## Task objective
Transcribe the items word for word, beginning with the line that contains "Provide a point for each instance of the green" and continuing through the final line of the items.

## Records for this exercise
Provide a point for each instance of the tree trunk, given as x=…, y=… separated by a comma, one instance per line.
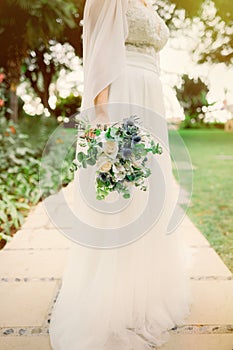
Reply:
x=13, y=103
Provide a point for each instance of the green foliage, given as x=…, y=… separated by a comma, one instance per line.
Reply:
x=20, y=159
x=18, y=177
x=25, y=26
x=192, y=97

## Result
Provide a point for each instance of the green foliage, given as x=…, y=… separated by a comma, one instance per line.
Reply:
x=20, y=159
x=18, y=177
x=25, y=26
x=192, y=97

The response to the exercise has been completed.